**Quoted passage:**
You are viewing a plain text version of this content. The canonical link for it is here.

Posted to user@nutch.apache.org by Markus Jelsma <ma...@buyways.nl> on 2010/09/08 11:27:18 UTC

Mime type via index-more plugin

Hi,

I'm testing the index-more plug-in but, to my surprise, it is defined as a 
multi valued field in the shipped Solr schema configuration! Since when do 
files have more than one mime type?

Well, they don't! It seems the plug-in splits mime types by slash and exports 
three terms per document, 'text', 'plain' and 'text/plain'. But, in my 
opinion, the plug-in should just export 'text/plain', i can do the 
tokenization myself and i don't want my index to be polluted with this non-
information =)

Anyone knows how to configure the index-more plug-in? The wiki isn't very 
helpful.

Cheers,

Markus Jelsma - Technisch Architect - Buyways BV
http://www.linkedin.com/in/markus17
050-8536620 / 06-50258350

Re: Mime type via index-more plugin

Posted by Markus Jelsma <ma...@buyways.nl>.

Done for 1.2 and trunk. Hopefully not too late for inclusion in the 1.2 
release. Please, do test the trunk patch as i couldn't as of yet.

On Wednesday 08 September 2010 13:12:49 Julien Nioche wrote:
> > Perhaps someone could give a pointer on how to read a configuration
> > setting for a plug-in and where to store the setting (Nutch config or
> > plugin.xml) and
> > i might actually write my first Java code again since four years!
> 
> You'd typically do that by adding something like
> *
> conf.getBoolean("moreIndexingFilter.indexMimeTypeParts", true);*
> 
> to the method *setConf(Configuration conf)*
> 
> then use the boolean accordingly in the method addType()
> 
> The value for *moreIndexingFilter.indexMimeTypeParts *can then be specified
> like any other Nutch param i.e. using nutch-site.xml or on the command line
> with -D
> 
> Please submit a patch for both 1.2 and the trunk
> 
> Thanks
> 
> Julien
> 

Markus Jelsma - Technisch Architect - Buyways BV
http://www.linkedin.com/in/markus17
050-8536620 / 06-50258350

Re: Mime type via index-more plugin

Posted by Julien Nioche <li...@gmail.com>.

> Perhaps someone could give a pointer on how to read a configuration setting
> for a plug-in and where to store the setting (Nutch config or plugin.xml)
> and
> i might actually write my first Java code again since four years!
>

You'd typically do that by adding something like
*
conf.getBoolean("moreIndexingFilter.indexMimeTypeParts", true);*

to the method *setConf(Configuration conf)*

then use the boolean accordingly in the method addType()

**The data:**

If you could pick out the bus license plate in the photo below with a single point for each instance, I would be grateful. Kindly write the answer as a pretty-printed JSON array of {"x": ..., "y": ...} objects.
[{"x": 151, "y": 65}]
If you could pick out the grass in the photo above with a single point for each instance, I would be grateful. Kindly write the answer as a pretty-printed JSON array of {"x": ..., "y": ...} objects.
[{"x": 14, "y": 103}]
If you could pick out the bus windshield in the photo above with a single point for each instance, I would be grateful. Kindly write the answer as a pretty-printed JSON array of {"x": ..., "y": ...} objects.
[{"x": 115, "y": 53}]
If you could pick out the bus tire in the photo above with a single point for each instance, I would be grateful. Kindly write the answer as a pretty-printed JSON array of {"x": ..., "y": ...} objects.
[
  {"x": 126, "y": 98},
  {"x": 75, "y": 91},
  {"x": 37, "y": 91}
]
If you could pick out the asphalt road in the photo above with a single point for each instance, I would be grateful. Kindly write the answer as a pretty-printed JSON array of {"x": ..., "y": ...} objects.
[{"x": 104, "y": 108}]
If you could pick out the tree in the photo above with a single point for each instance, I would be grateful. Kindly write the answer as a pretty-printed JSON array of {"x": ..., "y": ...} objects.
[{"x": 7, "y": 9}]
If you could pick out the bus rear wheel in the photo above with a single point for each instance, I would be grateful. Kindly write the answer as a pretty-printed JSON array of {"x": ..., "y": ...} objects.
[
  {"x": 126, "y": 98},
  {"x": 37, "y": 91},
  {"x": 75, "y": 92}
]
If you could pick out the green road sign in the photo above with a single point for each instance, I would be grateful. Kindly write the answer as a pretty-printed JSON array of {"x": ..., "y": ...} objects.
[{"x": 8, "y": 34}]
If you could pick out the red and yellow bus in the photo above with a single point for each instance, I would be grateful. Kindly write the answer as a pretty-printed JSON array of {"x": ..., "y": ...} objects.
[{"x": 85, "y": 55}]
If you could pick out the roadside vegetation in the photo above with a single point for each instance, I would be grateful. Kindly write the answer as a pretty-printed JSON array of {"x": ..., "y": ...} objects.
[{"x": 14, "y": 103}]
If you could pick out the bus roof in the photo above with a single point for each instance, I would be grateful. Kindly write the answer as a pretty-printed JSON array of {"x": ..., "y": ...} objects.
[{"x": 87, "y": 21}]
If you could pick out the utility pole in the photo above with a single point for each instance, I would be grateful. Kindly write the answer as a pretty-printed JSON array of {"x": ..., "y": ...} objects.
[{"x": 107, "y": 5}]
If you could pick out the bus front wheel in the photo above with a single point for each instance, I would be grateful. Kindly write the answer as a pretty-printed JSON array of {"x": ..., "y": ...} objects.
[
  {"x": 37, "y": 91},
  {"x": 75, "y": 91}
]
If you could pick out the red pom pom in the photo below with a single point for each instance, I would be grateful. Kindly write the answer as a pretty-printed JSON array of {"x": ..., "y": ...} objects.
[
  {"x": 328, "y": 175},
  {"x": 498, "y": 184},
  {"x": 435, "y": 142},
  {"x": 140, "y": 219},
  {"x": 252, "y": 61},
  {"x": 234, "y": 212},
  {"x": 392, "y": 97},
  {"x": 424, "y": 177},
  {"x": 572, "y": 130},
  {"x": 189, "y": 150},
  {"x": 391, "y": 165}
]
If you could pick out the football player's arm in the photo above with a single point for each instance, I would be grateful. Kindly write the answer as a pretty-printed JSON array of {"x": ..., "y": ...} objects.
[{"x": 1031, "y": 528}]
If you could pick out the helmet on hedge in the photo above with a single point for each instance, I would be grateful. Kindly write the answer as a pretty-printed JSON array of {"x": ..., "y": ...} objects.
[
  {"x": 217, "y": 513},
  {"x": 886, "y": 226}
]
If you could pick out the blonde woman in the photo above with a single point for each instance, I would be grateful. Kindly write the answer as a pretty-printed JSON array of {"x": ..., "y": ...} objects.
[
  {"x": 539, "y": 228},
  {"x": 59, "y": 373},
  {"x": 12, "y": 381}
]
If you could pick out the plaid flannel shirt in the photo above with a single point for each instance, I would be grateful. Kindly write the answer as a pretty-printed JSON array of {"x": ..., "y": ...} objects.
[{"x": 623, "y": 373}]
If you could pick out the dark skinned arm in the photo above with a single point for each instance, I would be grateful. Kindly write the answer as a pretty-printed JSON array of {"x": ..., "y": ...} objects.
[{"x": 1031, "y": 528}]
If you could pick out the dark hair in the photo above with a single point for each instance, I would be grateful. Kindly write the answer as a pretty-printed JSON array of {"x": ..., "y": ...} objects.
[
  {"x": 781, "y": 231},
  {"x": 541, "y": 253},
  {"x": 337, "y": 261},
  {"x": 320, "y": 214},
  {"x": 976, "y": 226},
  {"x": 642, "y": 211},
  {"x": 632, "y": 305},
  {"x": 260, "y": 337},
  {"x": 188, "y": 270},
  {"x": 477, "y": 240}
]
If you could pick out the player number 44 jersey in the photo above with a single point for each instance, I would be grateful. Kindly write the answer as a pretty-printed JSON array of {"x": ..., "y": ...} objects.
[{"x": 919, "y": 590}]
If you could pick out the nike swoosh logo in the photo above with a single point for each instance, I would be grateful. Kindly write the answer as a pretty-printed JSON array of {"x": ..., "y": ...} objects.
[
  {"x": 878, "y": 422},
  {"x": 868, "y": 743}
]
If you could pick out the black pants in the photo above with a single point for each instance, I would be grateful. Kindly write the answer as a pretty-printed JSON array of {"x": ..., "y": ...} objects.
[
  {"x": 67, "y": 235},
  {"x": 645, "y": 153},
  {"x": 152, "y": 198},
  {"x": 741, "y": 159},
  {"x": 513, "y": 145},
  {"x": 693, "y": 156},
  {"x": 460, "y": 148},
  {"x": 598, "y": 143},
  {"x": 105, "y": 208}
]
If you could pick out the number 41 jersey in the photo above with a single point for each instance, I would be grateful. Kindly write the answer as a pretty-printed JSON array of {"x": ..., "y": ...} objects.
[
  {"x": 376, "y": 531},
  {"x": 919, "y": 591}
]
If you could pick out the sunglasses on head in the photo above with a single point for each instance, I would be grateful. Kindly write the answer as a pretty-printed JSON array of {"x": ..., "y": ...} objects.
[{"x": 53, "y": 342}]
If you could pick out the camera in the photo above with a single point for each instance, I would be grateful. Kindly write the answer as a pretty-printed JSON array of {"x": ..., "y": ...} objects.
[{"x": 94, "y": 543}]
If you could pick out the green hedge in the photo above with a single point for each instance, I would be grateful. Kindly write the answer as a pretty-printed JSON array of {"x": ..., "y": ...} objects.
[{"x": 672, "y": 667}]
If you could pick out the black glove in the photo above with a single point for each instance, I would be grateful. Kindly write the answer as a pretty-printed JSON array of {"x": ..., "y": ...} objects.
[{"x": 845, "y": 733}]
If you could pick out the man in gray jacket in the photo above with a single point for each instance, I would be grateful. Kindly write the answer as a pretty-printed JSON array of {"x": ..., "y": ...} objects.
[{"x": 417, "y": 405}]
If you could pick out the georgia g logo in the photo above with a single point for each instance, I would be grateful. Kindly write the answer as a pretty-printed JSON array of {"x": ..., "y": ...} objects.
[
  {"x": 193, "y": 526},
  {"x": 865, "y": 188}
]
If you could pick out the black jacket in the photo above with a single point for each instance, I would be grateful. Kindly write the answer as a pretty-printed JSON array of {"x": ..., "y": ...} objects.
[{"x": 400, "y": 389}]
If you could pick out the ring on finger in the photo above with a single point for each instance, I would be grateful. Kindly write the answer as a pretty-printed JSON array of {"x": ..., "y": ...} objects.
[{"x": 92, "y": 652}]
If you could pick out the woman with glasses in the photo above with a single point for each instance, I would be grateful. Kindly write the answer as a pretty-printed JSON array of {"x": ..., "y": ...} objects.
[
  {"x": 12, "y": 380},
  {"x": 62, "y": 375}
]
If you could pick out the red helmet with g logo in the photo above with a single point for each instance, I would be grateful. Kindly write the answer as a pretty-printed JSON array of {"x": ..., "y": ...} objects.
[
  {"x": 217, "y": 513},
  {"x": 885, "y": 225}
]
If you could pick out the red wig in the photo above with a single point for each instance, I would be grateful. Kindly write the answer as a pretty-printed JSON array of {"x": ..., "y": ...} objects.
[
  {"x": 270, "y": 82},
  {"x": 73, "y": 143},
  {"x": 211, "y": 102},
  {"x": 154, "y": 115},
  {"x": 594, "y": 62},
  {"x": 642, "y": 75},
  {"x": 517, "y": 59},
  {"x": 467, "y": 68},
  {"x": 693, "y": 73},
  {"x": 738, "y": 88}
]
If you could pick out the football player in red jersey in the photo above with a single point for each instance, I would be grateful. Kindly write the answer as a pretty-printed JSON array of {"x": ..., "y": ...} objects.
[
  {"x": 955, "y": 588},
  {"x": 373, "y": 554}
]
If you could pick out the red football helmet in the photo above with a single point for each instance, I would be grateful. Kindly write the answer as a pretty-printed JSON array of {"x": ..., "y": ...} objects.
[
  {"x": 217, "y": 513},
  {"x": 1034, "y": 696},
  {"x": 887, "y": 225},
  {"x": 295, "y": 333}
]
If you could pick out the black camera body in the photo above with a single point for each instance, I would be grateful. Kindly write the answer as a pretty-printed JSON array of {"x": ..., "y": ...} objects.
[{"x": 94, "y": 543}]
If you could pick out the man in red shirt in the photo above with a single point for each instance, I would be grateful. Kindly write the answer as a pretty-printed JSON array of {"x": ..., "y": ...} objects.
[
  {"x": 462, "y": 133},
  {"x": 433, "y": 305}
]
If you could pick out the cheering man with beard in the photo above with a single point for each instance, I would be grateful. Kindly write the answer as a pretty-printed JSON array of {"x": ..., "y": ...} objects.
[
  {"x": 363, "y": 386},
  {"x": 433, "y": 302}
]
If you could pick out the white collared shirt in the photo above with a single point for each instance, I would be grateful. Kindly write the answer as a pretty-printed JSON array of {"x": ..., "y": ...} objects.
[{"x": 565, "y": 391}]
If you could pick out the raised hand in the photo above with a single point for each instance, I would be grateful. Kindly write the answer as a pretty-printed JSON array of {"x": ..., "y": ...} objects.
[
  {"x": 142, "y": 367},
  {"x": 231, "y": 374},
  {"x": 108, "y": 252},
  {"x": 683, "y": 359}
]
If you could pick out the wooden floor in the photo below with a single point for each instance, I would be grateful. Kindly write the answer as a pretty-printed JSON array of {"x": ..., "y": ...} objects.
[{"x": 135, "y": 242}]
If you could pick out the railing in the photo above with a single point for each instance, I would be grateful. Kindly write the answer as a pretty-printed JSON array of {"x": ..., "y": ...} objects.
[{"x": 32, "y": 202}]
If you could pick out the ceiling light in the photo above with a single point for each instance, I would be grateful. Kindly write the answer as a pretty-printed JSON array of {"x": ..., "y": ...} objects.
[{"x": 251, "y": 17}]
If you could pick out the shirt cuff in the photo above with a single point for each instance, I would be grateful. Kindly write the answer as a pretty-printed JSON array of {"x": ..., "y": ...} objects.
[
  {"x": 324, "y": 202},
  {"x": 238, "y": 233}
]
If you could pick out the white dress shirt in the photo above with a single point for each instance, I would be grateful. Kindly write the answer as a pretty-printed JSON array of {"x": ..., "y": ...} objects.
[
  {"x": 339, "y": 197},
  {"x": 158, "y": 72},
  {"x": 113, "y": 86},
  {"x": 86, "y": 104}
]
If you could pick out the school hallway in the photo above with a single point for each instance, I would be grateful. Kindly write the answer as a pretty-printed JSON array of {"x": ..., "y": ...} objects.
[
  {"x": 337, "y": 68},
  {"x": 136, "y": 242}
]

**Written tasks:**
A) In the mailing-list thread, why does the first post say the index-more plug-in should export only 'text/plain'? Answer in one to three sentences.
B) Which lines of the listing contain the word "green"? Select and copy each of them.
The mailing-list thread and the listing are unrelated material.

**Answers in order:**
A) A file has only one mime type, yet the plug-in splits it by slash and exports three terms per document: 'text', 'plain' and 'text/plain'. The poster can do the tokenization independently and does not want the index polluted with that non-information.

B)
If you could pick out the green road sign in the photo above with a single point for each instance, I would be grateful. Kindly write the answer as a pretty-printed JSON array of {"x": ..., "y": ...} objects.
If you could pick out the green hedge in the photo above with a single point for each instance, I would be grateful. Kindly write the answer as a pretty-printed JSON array of {"x": ..., "y": ...} objects.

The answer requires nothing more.